Switch "even-odd" to "nonzero" and write out the data again, starting with the line that contains "target: <item>blue pen</item>" and going on through the end of the data, with everything else unchanged. Leave the pictures out of your answer.
-- begin --
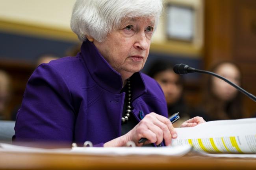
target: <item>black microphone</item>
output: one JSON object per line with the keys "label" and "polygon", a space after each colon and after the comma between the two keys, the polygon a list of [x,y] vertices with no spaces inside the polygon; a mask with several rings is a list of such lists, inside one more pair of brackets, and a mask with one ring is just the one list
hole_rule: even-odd
{"label": "black microphone", "polygon": [[184,64],[176,64],[173,68],[173,71],[176,73],[180,75],[186,74],[190,73],[197,72],[208,74],[210,74],[210,75],[213,75],[213,76],[215,76],[216,77],[218,77],[218,78],[225,81],[226,82],[227,82],[247,96],[253,101],[256,102],[256,97],[255,97],[255,96],[254,96],[253,95],[244,89],[241,88],[240,87],[239,87],[237,85],[234,83],[231,82],[227,79],[223,77],[222,76],[221,76],[219,75],[215,74],[214,73],[213,73],[211,71],[208,71],[196,69],[195,68],[189,67],[189,66]]}

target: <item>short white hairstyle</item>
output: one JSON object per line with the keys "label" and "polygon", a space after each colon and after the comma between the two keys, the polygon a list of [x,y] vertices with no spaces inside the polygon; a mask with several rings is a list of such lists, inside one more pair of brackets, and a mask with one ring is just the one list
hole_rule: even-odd
{"label": "short white hairstyle", "polygon": [[155,30],[162,6],[162,0],[77,0],[70,27],[80,40],[101,42],[126,18],[154,17]]}

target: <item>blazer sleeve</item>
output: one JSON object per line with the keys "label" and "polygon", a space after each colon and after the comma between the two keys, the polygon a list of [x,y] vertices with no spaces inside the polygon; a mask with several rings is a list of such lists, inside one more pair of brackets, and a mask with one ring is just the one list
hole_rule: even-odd
{"label": "blazer sleeve", "polygon": [[75,112],[68,85],[48,64],[28,82],[17,114],[14,141],[72,142]]}

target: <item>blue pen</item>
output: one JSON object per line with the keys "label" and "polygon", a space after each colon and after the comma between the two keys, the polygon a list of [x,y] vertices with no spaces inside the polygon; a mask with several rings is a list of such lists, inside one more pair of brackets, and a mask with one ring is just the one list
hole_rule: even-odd
{"label": "blue pen", "polygon": [[[170,120],[170,121],[171,121],[171,122],[172,123],[174,123],[174,122],[176,122],[176,121],[179,120],[180,119],[180,116],[179,115],[179,112],[176,113],[169,117],[168,119]],[[147,139],[143,137],[139,139],[139,143],[144,143],[147,141]]]}

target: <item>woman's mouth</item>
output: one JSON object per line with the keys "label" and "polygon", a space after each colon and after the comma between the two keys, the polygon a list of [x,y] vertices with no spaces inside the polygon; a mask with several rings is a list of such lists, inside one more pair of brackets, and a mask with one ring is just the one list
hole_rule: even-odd
{"label": "woman's mouth", "polygon": [[140,55],[133,55],[130,57],[134,61],[139,62],[143,60],[143,57]]}

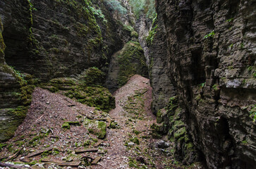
-- end --
**Solution**
target: <item>blue pen</item>
output: one JSON object per line with the keys "label" and "polygon", a space after each colon and after the comma between the two keys, the polygon a list of [x,y] vertices with no spaces inside the polygon; a mask with several rings is a list of such lists, inside one more pair of brackets, and a mask with one ring is just the one list
hole_rule: nonzero
{"label": "blue pen", "polygon": [[[170,120],[170,121],[171,121],[171,122],[172,123],[174,123],[174,122],[176,122],[176,121],[179,120],[180,119],[180,116],[179,115],[179,112],[176,113],[169,117],[168,119]],[[147,139],[143,137],[139,139],[139,143],[144,143],[147,141]]]}

target: <item>woman's mouth</item>
output: one JSON object per line with the keys "label" and "polygon", a space after each colon and after the comma between the two keys, the polygon a list of [x,y] vertices with no spaces inside the polygon; a mask with several rings is a list of such lists, inside one more pair of brackets, and a mask with one ring is just the one list
hole_rule: nonzero
{"label": "woman's mouth", "polygon": [[140,55],[133,55],[130,57],[134,61],[139,62],[143,60],[143,57]]}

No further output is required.